-- begin --
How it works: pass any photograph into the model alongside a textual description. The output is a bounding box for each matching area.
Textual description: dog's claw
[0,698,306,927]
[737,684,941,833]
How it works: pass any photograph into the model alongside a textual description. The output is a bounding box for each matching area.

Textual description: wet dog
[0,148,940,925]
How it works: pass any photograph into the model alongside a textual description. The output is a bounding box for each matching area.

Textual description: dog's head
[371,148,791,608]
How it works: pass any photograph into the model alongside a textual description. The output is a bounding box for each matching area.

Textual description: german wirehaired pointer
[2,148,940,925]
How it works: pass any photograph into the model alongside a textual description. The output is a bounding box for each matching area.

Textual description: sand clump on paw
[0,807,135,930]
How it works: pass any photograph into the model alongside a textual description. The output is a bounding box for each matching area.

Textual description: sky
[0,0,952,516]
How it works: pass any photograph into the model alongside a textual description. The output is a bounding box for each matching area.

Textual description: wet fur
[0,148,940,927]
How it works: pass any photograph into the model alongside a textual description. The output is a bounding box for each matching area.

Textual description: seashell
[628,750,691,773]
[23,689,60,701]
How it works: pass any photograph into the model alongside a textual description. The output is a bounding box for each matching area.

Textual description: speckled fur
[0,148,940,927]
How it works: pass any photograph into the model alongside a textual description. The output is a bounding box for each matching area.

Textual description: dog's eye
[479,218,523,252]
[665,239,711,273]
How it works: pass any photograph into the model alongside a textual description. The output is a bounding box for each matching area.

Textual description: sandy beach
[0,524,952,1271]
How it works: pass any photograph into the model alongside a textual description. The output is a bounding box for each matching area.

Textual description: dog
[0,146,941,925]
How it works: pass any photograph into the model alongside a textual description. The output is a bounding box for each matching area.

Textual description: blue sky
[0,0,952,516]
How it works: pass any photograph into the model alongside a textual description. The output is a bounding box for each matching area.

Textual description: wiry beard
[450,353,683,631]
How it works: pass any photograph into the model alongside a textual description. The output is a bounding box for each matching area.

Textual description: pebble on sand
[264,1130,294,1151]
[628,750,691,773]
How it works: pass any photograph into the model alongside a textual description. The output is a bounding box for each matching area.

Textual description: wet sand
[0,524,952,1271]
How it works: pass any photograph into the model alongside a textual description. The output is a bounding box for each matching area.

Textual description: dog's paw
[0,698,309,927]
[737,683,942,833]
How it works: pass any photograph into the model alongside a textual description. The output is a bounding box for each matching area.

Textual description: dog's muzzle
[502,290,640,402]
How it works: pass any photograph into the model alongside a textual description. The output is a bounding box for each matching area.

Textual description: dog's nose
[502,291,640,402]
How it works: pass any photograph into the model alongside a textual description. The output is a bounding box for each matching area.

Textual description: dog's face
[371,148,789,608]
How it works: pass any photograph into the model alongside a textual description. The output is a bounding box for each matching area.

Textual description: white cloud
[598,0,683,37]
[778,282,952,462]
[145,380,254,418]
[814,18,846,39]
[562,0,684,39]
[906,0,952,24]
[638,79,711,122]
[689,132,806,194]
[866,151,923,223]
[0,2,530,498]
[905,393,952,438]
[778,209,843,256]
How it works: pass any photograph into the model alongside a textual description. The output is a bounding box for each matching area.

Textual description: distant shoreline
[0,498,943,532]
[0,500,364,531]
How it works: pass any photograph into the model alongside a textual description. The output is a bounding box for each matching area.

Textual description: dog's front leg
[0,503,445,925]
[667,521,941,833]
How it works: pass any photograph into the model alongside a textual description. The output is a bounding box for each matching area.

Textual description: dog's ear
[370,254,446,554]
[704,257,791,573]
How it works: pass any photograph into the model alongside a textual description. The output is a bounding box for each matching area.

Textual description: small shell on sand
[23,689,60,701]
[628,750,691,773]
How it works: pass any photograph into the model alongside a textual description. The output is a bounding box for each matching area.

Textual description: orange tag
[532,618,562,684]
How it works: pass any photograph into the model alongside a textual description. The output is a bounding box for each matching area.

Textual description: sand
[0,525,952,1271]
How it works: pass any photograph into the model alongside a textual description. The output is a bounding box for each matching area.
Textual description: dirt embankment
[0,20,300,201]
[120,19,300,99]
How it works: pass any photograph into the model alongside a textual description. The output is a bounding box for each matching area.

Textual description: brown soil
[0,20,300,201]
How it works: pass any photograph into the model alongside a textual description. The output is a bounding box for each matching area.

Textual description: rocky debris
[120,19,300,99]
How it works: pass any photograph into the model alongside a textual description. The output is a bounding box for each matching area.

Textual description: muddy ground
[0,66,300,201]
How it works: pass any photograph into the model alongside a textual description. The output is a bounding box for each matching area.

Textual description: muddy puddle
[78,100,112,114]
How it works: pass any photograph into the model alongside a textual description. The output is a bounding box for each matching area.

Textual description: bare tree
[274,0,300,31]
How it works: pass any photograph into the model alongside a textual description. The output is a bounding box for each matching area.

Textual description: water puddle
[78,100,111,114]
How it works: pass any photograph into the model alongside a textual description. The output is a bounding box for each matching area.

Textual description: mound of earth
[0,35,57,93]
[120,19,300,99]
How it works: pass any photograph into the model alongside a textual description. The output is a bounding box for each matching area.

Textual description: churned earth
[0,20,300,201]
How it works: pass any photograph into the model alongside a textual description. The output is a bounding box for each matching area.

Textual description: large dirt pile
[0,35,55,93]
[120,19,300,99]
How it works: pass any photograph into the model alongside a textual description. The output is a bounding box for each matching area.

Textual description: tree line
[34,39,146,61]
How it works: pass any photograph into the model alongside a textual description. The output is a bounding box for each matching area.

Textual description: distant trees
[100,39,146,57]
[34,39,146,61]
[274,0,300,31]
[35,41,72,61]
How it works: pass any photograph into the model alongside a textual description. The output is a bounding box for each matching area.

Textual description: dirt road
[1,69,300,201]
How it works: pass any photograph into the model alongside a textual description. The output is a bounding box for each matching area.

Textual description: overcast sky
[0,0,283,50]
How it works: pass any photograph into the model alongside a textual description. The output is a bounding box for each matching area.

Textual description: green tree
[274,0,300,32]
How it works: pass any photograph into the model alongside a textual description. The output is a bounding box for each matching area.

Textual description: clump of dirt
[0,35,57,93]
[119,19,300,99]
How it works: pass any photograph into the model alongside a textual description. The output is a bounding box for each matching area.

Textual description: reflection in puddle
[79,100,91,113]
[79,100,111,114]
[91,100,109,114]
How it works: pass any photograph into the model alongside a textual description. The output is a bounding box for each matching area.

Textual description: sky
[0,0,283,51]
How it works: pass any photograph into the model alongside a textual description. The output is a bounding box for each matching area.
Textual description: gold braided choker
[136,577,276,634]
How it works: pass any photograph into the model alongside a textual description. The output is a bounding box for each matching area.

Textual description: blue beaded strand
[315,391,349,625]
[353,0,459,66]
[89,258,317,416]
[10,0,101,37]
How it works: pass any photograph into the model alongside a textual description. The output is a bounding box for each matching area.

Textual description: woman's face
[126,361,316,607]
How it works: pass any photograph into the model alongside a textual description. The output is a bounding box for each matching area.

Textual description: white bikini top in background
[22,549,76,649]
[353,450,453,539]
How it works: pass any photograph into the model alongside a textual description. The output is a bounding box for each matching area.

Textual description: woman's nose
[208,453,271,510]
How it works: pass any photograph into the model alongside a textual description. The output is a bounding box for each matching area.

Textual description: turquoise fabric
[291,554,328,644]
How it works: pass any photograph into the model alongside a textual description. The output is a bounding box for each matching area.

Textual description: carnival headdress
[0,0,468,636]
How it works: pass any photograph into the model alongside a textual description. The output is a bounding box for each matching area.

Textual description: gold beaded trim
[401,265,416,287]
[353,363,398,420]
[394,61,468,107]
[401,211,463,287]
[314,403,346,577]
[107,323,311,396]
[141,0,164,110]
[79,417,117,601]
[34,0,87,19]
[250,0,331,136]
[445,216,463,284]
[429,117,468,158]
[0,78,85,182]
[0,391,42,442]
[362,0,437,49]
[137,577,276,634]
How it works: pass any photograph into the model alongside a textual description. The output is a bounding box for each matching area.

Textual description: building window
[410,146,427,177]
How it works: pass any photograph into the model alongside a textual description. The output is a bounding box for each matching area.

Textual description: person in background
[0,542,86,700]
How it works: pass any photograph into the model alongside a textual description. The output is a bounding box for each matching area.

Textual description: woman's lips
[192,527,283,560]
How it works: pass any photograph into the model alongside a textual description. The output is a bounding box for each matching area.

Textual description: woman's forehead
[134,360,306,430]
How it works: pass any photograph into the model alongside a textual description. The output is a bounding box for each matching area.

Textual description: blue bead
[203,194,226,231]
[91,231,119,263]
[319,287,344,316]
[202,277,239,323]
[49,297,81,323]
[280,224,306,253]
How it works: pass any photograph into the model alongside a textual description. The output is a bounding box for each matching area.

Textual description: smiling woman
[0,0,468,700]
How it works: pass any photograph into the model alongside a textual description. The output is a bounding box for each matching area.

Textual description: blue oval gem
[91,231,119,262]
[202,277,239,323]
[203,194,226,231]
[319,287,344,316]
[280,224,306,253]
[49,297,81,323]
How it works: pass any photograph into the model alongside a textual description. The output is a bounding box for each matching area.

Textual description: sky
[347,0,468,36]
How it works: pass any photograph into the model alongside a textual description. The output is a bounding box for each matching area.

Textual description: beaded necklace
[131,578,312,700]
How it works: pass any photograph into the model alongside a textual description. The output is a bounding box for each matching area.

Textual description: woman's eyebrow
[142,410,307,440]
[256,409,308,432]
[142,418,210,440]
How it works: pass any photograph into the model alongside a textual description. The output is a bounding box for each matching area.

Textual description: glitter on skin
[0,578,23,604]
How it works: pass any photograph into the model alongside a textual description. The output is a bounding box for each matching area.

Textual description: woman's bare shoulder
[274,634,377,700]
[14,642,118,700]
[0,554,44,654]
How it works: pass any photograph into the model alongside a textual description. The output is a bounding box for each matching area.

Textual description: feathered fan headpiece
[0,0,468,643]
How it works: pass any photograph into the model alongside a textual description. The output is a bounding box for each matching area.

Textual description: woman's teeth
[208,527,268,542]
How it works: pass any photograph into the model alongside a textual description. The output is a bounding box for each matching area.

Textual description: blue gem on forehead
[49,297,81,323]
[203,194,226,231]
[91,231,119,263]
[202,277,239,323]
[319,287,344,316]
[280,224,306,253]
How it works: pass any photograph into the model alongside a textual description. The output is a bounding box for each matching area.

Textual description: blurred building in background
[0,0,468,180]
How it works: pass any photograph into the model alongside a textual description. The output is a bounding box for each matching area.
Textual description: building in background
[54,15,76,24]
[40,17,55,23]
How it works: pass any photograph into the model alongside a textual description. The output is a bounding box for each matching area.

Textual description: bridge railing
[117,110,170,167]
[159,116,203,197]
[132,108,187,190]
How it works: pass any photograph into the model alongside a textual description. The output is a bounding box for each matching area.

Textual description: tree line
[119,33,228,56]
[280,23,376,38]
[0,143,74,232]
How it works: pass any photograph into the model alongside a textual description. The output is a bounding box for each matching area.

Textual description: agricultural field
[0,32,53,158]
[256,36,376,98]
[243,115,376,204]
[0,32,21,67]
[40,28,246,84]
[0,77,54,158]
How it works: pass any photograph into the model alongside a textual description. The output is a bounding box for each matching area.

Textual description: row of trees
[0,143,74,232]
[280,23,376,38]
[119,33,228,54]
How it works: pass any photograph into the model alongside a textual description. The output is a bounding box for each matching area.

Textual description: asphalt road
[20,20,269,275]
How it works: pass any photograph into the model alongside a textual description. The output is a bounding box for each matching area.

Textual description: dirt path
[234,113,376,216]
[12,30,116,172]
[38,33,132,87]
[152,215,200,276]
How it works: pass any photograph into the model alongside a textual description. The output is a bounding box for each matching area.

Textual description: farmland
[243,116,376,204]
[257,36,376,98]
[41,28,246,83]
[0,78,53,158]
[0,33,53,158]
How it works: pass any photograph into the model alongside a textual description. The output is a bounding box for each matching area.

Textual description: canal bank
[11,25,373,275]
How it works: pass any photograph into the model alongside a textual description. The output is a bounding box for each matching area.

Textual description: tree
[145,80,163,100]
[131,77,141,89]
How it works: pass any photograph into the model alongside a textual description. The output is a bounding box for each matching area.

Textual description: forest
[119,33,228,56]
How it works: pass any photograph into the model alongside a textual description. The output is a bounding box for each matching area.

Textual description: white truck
-- end --
Copy every line of the listing above that contains the string "gold". Treat uppercase and lowercase letters as different.

» **Final result**:
Textual description: gold braided choker
Textual description: gold beaded trim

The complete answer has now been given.